** start **

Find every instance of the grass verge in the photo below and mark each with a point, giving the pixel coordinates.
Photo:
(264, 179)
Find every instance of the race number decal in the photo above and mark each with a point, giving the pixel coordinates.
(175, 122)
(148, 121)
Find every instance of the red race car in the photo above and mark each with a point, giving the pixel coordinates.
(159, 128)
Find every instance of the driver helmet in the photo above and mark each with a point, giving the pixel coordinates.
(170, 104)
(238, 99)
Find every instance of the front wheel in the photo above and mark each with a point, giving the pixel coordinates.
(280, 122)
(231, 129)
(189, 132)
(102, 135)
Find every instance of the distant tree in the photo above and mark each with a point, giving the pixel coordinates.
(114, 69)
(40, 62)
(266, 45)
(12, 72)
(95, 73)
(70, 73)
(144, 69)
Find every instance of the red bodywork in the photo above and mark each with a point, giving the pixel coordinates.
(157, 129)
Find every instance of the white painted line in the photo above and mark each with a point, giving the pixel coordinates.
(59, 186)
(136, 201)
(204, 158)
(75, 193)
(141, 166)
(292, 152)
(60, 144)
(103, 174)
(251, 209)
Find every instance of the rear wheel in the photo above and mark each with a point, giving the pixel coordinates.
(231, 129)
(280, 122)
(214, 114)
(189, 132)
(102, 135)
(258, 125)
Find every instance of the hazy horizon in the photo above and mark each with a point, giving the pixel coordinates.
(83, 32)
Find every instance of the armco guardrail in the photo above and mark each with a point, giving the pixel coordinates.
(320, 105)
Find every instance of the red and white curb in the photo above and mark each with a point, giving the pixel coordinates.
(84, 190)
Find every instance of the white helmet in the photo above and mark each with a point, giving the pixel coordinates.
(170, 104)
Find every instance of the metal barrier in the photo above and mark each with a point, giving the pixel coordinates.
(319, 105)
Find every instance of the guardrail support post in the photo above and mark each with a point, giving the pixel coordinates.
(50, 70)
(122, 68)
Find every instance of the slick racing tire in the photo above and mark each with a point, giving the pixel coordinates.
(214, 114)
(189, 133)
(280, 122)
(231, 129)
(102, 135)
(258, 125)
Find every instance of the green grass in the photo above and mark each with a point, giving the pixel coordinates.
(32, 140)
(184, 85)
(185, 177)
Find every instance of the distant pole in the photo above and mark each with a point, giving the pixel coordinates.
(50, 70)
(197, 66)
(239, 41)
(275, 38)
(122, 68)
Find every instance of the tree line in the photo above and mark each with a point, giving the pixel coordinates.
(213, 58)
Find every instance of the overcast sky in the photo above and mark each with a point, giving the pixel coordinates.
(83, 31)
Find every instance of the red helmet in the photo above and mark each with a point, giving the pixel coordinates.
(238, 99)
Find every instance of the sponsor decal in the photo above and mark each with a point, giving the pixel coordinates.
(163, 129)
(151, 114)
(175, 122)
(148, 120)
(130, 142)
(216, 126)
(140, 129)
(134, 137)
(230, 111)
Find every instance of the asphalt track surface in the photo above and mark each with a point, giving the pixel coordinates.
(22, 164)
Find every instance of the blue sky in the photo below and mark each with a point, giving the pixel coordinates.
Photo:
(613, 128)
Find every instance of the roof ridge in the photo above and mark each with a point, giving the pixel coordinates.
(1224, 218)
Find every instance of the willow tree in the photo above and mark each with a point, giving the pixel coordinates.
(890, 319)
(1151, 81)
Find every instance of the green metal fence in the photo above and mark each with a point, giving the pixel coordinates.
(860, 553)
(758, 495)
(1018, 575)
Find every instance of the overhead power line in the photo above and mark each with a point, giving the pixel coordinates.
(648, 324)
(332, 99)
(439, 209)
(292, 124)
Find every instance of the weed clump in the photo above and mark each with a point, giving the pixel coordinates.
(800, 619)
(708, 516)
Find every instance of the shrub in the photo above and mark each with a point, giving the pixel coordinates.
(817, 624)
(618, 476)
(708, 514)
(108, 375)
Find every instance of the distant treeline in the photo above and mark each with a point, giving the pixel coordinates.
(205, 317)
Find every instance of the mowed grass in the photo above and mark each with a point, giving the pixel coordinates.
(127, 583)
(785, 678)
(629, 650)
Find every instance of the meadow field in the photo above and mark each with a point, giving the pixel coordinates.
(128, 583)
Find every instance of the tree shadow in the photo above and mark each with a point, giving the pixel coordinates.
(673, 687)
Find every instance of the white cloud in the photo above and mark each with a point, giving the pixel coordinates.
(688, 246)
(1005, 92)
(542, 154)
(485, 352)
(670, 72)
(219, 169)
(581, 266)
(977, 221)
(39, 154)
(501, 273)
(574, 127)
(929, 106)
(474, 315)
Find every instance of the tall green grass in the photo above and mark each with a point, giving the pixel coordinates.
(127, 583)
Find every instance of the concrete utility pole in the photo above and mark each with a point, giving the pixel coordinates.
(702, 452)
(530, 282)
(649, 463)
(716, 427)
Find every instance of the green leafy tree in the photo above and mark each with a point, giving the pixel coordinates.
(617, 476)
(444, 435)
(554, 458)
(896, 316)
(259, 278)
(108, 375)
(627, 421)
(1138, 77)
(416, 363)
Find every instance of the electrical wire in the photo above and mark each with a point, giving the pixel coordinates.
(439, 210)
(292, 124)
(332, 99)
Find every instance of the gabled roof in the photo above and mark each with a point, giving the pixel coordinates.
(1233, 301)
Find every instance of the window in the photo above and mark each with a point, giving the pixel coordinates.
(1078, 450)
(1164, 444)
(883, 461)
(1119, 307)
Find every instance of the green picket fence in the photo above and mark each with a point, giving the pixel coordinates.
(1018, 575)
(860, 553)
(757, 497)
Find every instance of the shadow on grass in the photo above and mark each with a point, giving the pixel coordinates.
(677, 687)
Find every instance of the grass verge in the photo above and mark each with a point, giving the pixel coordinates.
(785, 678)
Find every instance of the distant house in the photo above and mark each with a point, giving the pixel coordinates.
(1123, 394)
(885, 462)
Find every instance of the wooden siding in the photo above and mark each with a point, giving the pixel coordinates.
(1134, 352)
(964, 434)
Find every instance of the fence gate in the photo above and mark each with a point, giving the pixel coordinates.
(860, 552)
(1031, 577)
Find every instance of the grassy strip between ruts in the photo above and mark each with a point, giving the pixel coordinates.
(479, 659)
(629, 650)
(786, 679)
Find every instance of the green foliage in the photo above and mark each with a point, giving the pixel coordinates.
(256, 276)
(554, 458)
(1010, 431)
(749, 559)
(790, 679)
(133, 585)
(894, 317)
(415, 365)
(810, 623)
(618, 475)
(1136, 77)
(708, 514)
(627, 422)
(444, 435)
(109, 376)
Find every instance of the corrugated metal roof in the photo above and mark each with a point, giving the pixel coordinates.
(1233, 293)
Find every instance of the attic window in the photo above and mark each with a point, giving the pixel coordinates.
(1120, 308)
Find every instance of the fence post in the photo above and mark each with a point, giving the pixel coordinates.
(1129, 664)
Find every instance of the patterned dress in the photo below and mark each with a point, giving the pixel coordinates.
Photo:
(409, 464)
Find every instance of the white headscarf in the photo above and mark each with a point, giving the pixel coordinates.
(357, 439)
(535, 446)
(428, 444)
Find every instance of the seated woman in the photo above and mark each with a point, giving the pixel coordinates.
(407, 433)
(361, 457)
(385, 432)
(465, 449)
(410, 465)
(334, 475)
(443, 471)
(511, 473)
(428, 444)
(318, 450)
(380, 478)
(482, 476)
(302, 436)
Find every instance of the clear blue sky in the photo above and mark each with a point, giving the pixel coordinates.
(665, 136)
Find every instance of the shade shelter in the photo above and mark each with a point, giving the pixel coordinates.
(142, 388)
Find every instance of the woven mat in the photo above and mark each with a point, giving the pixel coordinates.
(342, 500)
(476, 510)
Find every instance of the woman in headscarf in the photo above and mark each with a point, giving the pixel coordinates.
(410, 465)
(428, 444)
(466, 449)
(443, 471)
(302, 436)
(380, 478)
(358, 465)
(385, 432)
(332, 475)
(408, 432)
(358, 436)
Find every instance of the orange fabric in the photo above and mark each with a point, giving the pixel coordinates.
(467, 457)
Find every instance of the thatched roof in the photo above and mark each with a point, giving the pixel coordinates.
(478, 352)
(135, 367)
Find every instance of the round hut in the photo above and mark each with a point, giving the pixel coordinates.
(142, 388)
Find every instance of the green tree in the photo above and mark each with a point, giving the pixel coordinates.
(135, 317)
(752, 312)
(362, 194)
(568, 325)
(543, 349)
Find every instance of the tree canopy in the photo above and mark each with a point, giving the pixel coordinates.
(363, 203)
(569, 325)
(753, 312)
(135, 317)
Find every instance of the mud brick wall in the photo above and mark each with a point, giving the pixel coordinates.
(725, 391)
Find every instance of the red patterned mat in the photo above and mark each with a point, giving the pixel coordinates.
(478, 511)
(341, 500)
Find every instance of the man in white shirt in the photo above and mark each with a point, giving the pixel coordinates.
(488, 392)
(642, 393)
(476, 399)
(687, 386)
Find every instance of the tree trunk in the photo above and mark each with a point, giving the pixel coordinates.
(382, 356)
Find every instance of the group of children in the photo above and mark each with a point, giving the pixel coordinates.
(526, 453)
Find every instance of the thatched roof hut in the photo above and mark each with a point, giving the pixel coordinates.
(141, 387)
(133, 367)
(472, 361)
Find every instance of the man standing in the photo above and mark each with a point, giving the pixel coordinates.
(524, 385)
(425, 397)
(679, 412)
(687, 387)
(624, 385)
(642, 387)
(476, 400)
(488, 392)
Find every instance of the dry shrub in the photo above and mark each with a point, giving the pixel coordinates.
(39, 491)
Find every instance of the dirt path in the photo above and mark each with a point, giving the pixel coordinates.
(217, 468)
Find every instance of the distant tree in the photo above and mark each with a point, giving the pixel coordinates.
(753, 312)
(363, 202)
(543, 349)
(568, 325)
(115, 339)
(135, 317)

** end **

### Work instructions
Revise the records starting with the line that contains "Find every instance of the window" and going on through the line that contains "(1031, 577)", putting "garden gate" in place of "fence gate" and changing nothing else. Give only those lines.

### Answer to this task
Find every instance of the window in the photo above and mark each with a point, giving the pixel coordinates.
(1078, 450)
(1164, 444)
(883, 461)
(1119, 307)
Find every instance of the green picket fence in the photo above and mark each with a point, giving the pixel coordinates.
(1018, 575)
(860, 553)
(757, 497)
Find every instance of the shadow on grass in the photo above and mark each with a point, giving the pixel coordinates.
(677, 687)
Find every instance of the grass verge in the photo above and mark each with a point, giving the pixel coordinates.
(785, 678)
Find every instance of the distant house in the photo above and mark each with a point, giving the pixel coordinates.
(1123, 394)
(885, 462)
Find every instance of the wooden siding in the photo above and mark each with a point, giving the pixel coordinates.
(1134, 352)
(964, 434)
Find every instance of the garden gate in the photo above and mark each with a point, giving the pixel coordinates.
(860, 552)
(1031, 577)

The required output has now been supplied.